__Your objective__:
Go through the listing and pick out each line with the word "measured" in it.

__Data__:
=== Begin Enclosure ===

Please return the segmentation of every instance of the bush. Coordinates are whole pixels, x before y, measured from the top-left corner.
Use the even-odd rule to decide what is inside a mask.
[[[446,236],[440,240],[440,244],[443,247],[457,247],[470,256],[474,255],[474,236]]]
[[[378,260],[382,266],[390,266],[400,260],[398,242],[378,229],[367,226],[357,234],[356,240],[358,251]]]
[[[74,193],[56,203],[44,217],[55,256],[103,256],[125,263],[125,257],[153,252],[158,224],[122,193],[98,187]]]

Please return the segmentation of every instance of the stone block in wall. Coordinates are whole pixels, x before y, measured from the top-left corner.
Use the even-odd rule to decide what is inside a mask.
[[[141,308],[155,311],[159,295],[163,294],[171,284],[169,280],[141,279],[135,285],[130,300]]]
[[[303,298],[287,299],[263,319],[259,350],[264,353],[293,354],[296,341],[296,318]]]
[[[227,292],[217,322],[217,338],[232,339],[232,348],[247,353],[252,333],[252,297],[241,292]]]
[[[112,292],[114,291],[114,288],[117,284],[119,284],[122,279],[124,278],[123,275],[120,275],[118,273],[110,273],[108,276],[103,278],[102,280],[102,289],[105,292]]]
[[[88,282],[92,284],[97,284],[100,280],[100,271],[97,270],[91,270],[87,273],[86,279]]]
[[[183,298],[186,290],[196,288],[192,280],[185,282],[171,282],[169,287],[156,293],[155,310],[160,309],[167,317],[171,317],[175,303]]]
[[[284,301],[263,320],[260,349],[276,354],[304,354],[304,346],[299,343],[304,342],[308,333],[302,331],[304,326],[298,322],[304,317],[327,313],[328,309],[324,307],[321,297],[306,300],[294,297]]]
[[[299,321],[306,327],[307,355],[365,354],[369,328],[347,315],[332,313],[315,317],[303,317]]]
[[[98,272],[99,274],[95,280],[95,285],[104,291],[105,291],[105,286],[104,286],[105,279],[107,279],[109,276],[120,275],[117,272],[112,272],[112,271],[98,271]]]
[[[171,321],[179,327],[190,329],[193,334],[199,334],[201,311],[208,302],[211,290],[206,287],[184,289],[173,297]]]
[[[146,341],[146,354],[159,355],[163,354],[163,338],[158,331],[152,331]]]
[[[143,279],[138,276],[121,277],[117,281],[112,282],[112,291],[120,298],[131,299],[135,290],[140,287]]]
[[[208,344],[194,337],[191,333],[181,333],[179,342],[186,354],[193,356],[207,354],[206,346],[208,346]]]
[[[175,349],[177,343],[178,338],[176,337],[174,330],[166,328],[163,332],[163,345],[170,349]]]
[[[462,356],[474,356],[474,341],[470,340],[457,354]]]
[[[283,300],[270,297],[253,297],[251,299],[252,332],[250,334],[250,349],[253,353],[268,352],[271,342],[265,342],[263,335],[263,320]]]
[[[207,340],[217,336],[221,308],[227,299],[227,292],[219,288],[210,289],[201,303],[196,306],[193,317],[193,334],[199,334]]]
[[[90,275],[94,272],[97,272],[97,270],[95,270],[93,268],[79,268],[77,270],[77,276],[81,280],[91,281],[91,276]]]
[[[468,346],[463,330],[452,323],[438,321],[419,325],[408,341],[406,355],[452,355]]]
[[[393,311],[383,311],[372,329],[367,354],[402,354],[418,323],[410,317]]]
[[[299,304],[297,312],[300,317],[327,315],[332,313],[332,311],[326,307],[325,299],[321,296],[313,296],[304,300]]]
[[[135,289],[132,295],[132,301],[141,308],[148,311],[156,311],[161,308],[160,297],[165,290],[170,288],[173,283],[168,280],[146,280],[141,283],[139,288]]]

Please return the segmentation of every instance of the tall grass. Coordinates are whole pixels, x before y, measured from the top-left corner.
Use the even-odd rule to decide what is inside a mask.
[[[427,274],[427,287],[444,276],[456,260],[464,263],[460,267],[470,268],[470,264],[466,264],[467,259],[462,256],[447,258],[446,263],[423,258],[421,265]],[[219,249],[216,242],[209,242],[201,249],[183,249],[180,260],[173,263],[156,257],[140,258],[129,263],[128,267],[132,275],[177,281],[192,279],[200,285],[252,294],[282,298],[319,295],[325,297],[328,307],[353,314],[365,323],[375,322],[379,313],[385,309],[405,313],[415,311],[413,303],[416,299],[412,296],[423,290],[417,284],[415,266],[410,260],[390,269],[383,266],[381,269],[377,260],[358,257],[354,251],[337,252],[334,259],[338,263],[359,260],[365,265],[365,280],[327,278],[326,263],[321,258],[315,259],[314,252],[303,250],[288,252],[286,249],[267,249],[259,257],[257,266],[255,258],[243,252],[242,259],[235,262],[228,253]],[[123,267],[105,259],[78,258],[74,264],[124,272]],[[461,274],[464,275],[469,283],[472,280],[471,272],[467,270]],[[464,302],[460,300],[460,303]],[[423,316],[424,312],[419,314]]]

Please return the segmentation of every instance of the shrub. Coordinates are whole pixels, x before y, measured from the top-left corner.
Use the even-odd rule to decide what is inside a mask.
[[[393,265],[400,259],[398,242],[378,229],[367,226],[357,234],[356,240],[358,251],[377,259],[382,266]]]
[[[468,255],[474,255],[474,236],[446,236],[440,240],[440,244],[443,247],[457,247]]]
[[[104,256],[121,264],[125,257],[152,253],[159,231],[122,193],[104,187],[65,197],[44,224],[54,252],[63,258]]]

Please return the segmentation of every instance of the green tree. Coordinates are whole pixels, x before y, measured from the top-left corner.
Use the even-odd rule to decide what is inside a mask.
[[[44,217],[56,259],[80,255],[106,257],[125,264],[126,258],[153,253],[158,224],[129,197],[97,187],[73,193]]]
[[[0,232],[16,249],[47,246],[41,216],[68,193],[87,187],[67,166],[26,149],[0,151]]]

=== End Enclosure ===

__Response to this task__:
Please return the segmentation of every instance of the bush. Coordinates are whole pixels, x before y, measured from the top-left corner.
Please return the segmentation of every instance of the stone block in wall. Coordinates are whole pixels, x before y, measured from the top-left corner.
Please return the segmentation of every instance of the tall grass. Coordinates are whole pixels, x before y, measured from the top-left corner.
Please return the segmentation of every instance of the shrub. Coordinates are whole pixels, x before y, measured from the top-left corner.
Please return the segmentation of every instance of the green tree. Coordinates are whole pixels, x before y, measured from the top-left corner.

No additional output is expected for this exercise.